● THE PROBLEM: Rewrite the rows below, changing every instance of "Mark the area" to "Indicate the region" and leaving everything else the same.

● Coordinate annotation rows:
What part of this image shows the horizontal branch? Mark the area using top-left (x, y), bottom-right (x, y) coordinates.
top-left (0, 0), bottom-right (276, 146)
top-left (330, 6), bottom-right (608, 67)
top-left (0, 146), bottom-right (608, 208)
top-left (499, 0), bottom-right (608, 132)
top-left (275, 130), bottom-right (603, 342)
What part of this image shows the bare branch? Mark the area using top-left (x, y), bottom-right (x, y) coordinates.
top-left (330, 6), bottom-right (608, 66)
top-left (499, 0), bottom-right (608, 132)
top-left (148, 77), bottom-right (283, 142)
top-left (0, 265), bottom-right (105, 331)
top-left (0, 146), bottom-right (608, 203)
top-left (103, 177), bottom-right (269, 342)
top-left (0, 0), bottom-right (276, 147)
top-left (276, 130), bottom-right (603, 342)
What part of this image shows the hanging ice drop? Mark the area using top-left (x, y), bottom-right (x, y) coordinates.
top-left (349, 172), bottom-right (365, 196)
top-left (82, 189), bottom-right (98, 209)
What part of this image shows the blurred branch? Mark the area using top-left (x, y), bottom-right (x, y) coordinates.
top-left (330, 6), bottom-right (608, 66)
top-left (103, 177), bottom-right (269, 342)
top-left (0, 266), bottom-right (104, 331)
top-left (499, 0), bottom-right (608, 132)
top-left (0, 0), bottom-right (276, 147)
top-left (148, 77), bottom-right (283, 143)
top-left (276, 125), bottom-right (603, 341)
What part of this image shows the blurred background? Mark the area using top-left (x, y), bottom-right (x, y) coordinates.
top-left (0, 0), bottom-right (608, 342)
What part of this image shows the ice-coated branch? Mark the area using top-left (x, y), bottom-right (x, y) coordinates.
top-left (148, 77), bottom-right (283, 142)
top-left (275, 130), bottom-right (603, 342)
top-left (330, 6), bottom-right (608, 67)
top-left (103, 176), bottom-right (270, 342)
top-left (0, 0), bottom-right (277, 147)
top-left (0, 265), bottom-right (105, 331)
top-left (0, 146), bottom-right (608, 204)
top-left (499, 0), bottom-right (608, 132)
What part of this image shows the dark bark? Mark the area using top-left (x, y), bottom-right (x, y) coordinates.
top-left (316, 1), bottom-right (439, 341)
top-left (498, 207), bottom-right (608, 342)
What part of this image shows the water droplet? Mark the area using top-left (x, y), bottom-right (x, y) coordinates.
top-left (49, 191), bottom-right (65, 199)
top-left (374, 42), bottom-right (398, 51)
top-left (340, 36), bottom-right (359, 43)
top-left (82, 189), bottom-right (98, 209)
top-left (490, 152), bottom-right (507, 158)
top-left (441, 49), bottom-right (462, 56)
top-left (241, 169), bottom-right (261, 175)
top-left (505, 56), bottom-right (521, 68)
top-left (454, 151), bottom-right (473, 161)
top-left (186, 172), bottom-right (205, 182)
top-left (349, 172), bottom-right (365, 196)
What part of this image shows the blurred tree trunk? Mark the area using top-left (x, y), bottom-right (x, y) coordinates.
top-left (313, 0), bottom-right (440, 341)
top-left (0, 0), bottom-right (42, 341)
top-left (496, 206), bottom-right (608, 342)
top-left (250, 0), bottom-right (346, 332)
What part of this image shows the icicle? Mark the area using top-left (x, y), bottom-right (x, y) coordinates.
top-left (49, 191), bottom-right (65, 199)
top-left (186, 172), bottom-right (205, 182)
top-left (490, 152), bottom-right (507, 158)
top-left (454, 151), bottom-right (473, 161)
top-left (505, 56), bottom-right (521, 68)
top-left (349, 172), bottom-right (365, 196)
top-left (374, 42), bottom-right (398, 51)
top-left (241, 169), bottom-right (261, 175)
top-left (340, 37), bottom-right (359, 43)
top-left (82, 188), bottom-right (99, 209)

● COMPLETED TASK:
What part of this image shows the horizontal branch? Indicate the region using top-left (x, y), bottom-right (x, y) coordinates.
top-left (0, 0), bottom-right (276, 146)
top-left (330, 6), bottom-right (608, 67)
top-left (0, 146), bottom-right (608, 208)
top-left (499, 0), bottom-right (608, 132)
top-left (275, 130), bottom-right (603, 342)
What part of this image shows the bare branch? Indicate the region using top-left (x, y), bottom-right (x, y) coordinates.
top-left (330, 6), bottom-right (608, 66)
top-left (499, 0), bottom-right (608, 132)
top-left (148, 77), bottom-right (283, 142)
top-left (0, 265), bottom-right (105, 331)
top-left (0, 146), bottom-right (608, 203)
top-left (103, 177), bottom-right (269, 342)
top-left (0, 0), bottom-right (276, 147)
top-left (276, 130), bottom-right (603, 342)
What part of this image shows the hanging ice drop? Indicate the region using top-left (x, y), bottom-right (x, y) coordinates.
top-left (349, 172), bottom-right (365, 196)
top-left (82, 189), bottom-right (98, 209)
What part of this image shows the blurred branch? Indicate the region using top-left (x, y), bottom-right (x, y) coordinates.
top-left (330, 6), bottom-right (608, 66)
top-left (103, 177), bottom-right (269, 342)
top-left (0, 266), bottom-right (104, 331)
top-left (499, 0), bottom-right (608, 132)
top-left (0, 0), bottom-right (276, 147)
top-left (148, 77), bottom-right (283, 143)
top-left (276, 125), bottom-right (603, 341)
What part of this image shows the blurred background? Indicate the region using top-left (x, y), bottom-right (x, y) coordinates.
top-left (0, 0), bottom-right (608, 342)
What part of this image shows the ice-coated branch? Indicate the region using top-left (x, y), bottom-right (x, y) coordinates.
top-left (148, 77), bottom-right (283, 142)
top-left (275, 130), bottom-right (603, 342)
top-left (330, 6), bottom-right (608, 67)
top-left (103, 176), bottom-right (270, 342)
top-left (0, 0), bottom-right (277, 147)
top-left (0, 265), bottom-right (105, 331)
top-left (0, 146), bottom-right (608, 204)
top-left (499, 0), bottom-right (608, 132)
What part of this image shows the dark bark? Indicate the region using top-left (x, y), bottom-right (x, y) coordinates.
top-left (316, 1), bottom-right (439, 341)
top-left (498, 207), bottom-right (608, 342)
What part of this image shows the water droplet? Indicate the region using top-left (x, y), bottom-right (x, y) coordinates.
top-left (49, 191), bottom-right (65, 199)
top-left (374, 42), bottom-right (398, 51)
top-left (340, 36), bottom-right (359, 43)
top-left (82, 189), bottom-right (98, 209)
top-left (490, 152), bottom-right (507, 158)
top-left (441, 49), bottom-right (462, 56)
top-left (241, 169), bottom-right (261, 175)
top-left (505, 56), bottom-right (521, 68)
top-left (454, 151), bottom-right (473, 161)
top-left (186, 172), bottom-right (205, 182)
top-left (349, 172), bottom-right (365, 196)
What part of this image shows the blurred tree trunk? Indicate the region using top-left (x, y), bottom-right (x, y) coordinates.
top-left (313, 0), bottom-right (440, 341)
top-left (0, 0), bottom-right (42, 341)
top-left (496, 206), bottom-right (608, 342)
top-left (250, 0), bottom-right (346, 332)
What part of this image shows the icicle? Indicate the region using top-left (x, y), bottom-right (x, y) coordinates.
top-left (49, 191), bottom-right (65, 199)
top-left (186, 172), bottom-right (205, 182)
top-left (490, 152), bottom-right (507, 158)
top-left (454, 151), bottom-right (473, 161)
top-left (505, 56), bottom-right (521, 68)
top-left (349, 172), bottom-right (365, 196)
top-left (374, 42), bottom-right (398, 51)
top-left (241, 169), bottom-right (261, 175)
top-left (340, 37), bottom-right (359, 43)
top-left (82, 188), bottom-right (99, 209)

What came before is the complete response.